* [GIVEN TEXT]:
# The Big A and Harrisville Harbor



## greyghost

Right now it is hiy or miss. Go one time get 9 go the next and 0. Just a matter of timing and weather.


----------



## ausable_steelhead

A good NE wind is the 'villes calling card. You get that happening, and you can really do well running bobbers and skein.


----------



## Kelly Neuman

or just going to a west side river that is full of salmon.


----------



## ausable_steelhead

> or just going to a west side river that is full of salmon


And people. The East side is awesome because it's nice on those rivers, you can actually relax and fish. The only people who can't get fish on that side, are the ones who don't know what they're doing or have to have instant success and have NO patience.....


----------



## Kelly Neuman

Yes the lower Au Sable is a very peaceful place to salmon fish and no crowds at all! Works great for those looking to hook a couple of under sized dark Chinooks. Myself I will take the west side of Michigan for salmon - I enjoy chasing around 20lb plus bright Chinooks! As for steelhead that is a different story. Had a great time last November with some beautiful adult steelhead that rank as some of the finest steelhead in the Great Lakes. There is great water right now and temps have dropped into the 50's and going to go look for some steelhead this week in the lower Au Sable.


----------



## diztortion

Any fish that looks like that or even fish that are black with spots can be smoked or used for canning... I usually get all the chromers in the little manistee or PM and then I use the fish I catch that are darker for canning or smoking... taste great, lemme know..

al


----------



## ausable_steelhead

Kelly, c'mon now, your being a bit off base dude. A quick look at the pics on your site shows plenty of dark fish, and some beat up ones as well. If the Au Sable didn't take so long to cool down, there would probably be more silvery fish around. Lake Michigan salmon size was up some this year, but it's not "all good", trust me. This is a hen I caught the third week of September from a northern Lk MI trib, looks an awful lot like a Lake Huron king from 2004:










In all honesty, kings are fun, but not a real big deal to me. Just something to do after a certain point in the fall. Bring on steelhead and LRB's any day, as well as cohos. Not trying to get in a pissing match with you man, but Lake Huron has had enough negative press, and it's really not necessary to keep beating a dead horse, as far as salmon.

* [SUPPLIED ENTRIES]:

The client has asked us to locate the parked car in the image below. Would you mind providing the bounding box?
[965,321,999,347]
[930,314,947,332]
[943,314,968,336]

* * *

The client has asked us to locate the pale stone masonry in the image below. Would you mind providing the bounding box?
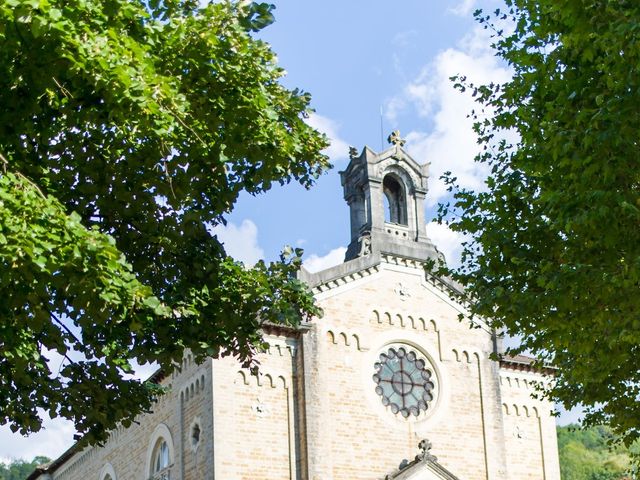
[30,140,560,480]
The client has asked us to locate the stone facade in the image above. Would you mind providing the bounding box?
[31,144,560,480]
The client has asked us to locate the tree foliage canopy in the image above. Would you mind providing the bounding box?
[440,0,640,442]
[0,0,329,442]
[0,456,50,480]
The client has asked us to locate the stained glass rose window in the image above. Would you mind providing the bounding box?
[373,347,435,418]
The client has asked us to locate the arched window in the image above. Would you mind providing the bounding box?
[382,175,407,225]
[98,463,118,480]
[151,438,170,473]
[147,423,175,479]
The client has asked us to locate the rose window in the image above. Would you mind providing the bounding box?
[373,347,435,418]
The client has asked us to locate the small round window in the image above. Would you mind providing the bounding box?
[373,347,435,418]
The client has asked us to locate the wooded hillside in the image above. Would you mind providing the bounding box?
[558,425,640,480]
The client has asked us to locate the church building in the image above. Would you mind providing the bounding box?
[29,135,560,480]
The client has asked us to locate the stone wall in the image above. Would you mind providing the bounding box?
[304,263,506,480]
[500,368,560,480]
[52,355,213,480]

* [PROBLEM TO WORK ON]: Quote the Harrisville Harbor fishing thread in full, word for word. These lines come from a separate source.

* [WRITTEN SOLUTION]:
# The Big A and Harrisville Harbor



## greyghost

Right now it is hiy or miss. Go one time get 9 go the next and 0. Just a matter of timing and weather.


----------



## ausable_steelhead

A good NE wind is the 'villes calling card. You get that happening, and you can really do well running bobbers and skein.


----------



## Kelly Neuman

or just going to a west side river that is full of salmon.


----------



## ausable_steelhead

> or just going to a west side river that is full of salmon


And people. The East side is awesome because it's nice on those rivers, you can actually relax and fish. The only people who can't get fish on that side, are the ones who don't know what they're doing or have to have instant success and have NO patience.....


----------



## Kelly Neuman

Yes the lower Au Sable is a very peaceful place to salmon fish and no crowds at all! Works great for those looking to hook a couple of under sized dark Chinooks. Myself I will take the west side of Michigan for salmon - I enjoy chasing around 20lb plus bright Chinooks! As for steelhead that is a different story. Had a great time last November with some beautiful adult steelhead that rank as some of the finest steelhead in the Great Lakes. There is great water right now and temps have dropped into the 50's and going to go look for some steelhead this week in the lower Au Sable.


----------



## diztortion

Any fish that looks like that or even fish that are black with spots can be smoked or used for canning... I usually get all the chromers in the little manistee or PM and then I use the fish I catch that are darker for canning or smoking... taste great, lemme know..

al


----------



## ausable_steelhead

Kelly, c'mon now, your being a bit off base dude. A quick look at the pics on your site shows plenty of dark fish, and some beat up ones as well. If the Au Sable didn't take so long to cool down, there would probably be more silvery fish around. Lake Michigan salmon size was up some this year, but it's not "all good", trust me. This is a hen I caught the third week of September from a northern Lk MI trib, looks an awful lot like a Lake Huron king from 2004:










In all honesty, kings are fun, but not a real big deal to me. Just something to do after a certain point in the fall. Bring on steelhead and LRB's any day, as well as cohos. Not trying to get in a pissing match with you man, but Lake Huron has had enough negative press, and it's really not necessary to keep beating a dead horse, as far as salmon.